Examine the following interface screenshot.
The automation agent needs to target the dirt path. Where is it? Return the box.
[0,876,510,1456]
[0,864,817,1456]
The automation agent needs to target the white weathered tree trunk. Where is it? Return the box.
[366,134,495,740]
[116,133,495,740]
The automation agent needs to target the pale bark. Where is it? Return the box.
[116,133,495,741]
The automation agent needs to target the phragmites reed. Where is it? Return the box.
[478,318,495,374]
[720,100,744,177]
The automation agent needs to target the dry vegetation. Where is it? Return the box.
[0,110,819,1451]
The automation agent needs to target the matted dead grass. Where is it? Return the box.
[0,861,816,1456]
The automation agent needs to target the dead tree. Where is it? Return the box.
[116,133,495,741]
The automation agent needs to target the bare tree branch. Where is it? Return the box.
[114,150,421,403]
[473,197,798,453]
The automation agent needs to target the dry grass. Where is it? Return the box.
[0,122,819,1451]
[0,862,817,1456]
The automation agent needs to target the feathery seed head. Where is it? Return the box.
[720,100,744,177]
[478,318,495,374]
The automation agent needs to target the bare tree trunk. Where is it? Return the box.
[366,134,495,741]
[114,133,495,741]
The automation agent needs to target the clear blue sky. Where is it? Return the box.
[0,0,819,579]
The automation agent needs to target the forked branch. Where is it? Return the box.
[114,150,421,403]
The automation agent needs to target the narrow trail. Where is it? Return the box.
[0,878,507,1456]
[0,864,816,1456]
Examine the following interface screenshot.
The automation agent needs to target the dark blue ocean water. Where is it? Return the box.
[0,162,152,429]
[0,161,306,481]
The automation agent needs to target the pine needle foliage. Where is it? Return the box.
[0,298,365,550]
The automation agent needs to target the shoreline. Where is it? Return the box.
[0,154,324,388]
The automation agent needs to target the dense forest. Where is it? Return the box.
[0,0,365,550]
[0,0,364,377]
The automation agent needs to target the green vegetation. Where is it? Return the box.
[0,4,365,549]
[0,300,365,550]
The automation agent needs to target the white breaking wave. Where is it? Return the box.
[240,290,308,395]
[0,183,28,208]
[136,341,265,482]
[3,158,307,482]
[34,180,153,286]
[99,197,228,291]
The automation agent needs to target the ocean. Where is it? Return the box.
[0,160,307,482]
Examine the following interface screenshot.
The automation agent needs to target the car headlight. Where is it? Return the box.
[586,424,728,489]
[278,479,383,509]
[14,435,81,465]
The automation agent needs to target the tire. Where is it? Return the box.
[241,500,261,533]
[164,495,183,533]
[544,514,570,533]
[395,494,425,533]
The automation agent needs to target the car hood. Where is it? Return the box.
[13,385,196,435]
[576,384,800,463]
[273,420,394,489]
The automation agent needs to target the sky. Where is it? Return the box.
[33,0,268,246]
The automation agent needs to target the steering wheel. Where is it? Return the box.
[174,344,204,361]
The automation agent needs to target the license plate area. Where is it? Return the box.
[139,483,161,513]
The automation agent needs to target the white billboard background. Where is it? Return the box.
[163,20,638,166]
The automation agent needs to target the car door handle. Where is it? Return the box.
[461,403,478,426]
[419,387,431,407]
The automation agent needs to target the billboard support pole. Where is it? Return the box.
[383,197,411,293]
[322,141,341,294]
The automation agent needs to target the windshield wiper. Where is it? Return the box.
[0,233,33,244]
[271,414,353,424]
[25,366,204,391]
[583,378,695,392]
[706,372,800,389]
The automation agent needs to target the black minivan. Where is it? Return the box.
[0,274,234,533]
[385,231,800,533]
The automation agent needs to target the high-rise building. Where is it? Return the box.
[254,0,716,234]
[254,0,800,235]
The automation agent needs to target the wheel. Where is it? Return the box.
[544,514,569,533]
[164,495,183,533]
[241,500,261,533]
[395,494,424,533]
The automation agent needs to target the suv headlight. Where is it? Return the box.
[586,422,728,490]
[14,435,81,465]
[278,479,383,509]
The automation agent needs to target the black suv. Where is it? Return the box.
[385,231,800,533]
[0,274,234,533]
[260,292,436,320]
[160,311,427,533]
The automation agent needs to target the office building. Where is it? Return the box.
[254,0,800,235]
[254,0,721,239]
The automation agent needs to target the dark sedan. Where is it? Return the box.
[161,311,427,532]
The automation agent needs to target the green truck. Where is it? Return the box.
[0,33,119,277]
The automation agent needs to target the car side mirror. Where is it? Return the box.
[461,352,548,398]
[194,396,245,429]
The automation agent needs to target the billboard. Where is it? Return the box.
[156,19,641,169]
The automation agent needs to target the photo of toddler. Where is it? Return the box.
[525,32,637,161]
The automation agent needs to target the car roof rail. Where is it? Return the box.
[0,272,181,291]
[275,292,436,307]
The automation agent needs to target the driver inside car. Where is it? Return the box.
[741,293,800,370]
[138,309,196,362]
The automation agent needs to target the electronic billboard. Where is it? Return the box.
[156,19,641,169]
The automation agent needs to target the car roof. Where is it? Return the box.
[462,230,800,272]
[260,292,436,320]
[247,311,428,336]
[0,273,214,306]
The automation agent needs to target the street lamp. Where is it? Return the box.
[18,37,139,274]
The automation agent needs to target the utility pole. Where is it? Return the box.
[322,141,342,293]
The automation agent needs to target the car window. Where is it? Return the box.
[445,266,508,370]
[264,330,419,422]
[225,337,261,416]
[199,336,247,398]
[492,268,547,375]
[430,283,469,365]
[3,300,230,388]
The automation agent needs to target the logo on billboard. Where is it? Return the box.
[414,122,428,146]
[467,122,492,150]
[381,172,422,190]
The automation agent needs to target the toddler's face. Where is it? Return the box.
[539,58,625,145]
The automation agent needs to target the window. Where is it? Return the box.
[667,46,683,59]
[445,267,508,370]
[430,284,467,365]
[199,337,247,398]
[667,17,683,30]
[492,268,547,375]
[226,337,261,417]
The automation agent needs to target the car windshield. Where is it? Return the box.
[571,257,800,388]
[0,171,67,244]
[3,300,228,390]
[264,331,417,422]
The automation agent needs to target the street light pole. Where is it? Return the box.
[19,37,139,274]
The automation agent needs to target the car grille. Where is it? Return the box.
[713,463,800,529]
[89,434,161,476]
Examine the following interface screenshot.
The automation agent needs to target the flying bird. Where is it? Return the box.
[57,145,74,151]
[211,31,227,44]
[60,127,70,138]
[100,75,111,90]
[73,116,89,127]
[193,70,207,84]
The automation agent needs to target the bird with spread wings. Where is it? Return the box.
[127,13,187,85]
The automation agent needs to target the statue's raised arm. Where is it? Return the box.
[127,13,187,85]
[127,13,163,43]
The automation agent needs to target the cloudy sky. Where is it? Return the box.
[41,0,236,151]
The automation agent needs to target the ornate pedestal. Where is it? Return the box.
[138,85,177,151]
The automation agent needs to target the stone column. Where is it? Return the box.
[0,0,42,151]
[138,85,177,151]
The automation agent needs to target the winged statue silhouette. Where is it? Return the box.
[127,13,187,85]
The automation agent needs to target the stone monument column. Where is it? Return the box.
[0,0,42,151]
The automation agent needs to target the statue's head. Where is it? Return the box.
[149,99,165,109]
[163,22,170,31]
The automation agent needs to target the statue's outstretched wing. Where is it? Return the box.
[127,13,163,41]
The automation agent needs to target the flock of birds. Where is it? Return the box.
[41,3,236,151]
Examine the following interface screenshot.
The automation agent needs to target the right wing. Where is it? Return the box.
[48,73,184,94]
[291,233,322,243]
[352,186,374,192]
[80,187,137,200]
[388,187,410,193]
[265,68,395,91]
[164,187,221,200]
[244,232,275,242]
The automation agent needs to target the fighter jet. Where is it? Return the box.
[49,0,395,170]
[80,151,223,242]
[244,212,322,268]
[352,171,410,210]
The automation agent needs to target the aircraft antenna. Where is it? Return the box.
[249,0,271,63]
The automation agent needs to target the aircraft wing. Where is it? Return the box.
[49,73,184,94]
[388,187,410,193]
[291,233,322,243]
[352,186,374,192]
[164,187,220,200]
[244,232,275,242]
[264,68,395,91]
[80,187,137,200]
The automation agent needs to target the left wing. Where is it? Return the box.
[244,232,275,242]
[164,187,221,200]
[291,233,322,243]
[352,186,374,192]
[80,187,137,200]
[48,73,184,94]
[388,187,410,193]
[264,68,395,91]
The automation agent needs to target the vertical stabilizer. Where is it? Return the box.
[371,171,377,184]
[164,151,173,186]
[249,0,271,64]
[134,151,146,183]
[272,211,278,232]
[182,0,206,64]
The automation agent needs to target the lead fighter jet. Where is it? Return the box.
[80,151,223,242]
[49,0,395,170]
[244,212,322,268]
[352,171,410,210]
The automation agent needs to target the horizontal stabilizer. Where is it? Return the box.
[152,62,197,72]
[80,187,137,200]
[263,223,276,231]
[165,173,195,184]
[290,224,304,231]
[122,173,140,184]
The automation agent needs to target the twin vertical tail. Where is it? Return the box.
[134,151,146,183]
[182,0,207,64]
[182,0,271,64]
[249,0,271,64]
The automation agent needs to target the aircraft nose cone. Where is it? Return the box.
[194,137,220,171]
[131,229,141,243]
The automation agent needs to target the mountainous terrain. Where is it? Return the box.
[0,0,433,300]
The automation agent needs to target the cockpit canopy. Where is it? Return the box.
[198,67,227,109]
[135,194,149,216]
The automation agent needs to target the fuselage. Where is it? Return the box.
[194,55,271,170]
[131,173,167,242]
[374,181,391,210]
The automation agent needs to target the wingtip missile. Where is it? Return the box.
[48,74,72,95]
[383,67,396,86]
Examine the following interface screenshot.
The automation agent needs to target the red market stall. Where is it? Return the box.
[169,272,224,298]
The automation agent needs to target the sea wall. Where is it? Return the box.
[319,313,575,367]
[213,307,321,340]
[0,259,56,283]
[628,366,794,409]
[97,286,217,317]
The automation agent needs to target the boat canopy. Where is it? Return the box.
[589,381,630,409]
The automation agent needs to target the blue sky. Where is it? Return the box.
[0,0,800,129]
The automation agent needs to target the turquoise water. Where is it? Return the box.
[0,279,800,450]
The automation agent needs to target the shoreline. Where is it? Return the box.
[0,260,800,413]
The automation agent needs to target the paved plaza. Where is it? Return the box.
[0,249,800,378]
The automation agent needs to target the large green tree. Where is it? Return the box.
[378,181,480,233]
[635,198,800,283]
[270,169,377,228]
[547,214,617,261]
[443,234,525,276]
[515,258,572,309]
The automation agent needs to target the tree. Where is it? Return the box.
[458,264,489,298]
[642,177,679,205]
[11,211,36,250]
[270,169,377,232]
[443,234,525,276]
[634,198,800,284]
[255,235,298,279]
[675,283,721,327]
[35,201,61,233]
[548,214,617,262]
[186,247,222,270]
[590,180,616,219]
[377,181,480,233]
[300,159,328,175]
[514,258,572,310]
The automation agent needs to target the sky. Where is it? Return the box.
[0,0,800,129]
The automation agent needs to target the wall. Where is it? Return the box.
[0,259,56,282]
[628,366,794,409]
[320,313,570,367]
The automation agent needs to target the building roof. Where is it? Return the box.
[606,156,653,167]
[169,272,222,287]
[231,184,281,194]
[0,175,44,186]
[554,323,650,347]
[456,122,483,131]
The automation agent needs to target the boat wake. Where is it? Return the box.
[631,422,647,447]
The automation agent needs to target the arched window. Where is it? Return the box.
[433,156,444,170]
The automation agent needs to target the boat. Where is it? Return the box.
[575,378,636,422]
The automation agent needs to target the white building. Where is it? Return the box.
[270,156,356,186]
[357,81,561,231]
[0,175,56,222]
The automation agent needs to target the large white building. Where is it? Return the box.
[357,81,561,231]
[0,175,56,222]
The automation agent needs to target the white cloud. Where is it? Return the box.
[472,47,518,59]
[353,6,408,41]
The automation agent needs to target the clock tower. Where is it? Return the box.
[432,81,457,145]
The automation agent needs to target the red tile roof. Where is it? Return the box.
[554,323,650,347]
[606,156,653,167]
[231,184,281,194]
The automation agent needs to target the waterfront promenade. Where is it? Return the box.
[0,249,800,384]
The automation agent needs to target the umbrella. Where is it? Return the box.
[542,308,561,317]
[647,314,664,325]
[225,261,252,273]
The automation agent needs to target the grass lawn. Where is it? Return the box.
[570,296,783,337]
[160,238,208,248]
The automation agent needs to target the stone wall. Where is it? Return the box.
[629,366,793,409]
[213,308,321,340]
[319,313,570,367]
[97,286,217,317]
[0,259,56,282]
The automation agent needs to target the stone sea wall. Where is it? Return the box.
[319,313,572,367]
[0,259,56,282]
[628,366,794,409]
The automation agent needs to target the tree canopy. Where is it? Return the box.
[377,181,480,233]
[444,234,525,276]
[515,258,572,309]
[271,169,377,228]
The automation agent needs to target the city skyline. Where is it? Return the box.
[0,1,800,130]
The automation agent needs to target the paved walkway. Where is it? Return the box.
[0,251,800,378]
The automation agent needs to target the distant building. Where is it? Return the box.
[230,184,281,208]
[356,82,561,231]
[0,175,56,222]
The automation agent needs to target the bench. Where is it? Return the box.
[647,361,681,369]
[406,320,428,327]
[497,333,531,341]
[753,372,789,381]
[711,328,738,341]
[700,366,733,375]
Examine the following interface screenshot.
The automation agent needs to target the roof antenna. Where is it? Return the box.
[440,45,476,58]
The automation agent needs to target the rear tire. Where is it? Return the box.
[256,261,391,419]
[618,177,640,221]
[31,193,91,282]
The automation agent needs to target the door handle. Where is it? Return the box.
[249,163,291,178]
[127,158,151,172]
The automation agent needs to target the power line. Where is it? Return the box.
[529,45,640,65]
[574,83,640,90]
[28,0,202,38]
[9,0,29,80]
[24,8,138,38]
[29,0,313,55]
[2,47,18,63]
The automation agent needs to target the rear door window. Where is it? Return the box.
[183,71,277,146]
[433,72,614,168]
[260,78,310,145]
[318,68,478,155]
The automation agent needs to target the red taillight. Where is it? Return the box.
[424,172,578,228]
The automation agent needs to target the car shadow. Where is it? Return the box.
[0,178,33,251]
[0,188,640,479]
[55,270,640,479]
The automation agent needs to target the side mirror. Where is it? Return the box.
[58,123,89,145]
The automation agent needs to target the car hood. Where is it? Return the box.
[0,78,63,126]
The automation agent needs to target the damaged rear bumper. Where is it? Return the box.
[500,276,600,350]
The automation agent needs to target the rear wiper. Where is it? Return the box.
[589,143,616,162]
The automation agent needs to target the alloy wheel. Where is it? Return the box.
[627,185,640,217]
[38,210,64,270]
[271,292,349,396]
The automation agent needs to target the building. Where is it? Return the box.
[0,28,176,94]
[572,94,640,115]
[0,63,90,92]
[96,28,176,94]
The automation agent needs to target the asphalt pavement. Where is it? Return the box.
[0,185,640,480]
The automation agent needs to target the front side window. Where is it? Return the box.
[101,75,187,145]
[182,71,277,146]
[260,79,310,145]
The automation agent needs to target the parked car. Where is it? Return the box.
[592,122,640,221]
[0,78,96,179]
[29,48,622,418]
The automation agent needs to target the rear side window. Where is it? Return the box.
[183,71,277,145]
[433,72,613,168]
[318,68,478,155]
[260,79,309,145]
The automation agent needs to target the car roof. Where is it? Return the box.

Directions ▸ Recast the stretch from the line containing "The automation agent needs to target the rear side" through the end of the material as a Markdown table with the columns "Row" and "Text." Put a running number in "Row" and the line itself in "Text," and skip any blank lines.

Task answer ▸
| Row | Text |
|---|---|
| 1 | The automation agent needs to target the rear side window. Where is it? Return the box. |
| 2 | [183,71,277,145] |
| 3 | [433,72,613,168] |
| 4 | [318,68,478,155] |
| 5 | [260,79,309,145] |
| 6 | The automation agent needs to target the car roof. Where is it? Return the box. |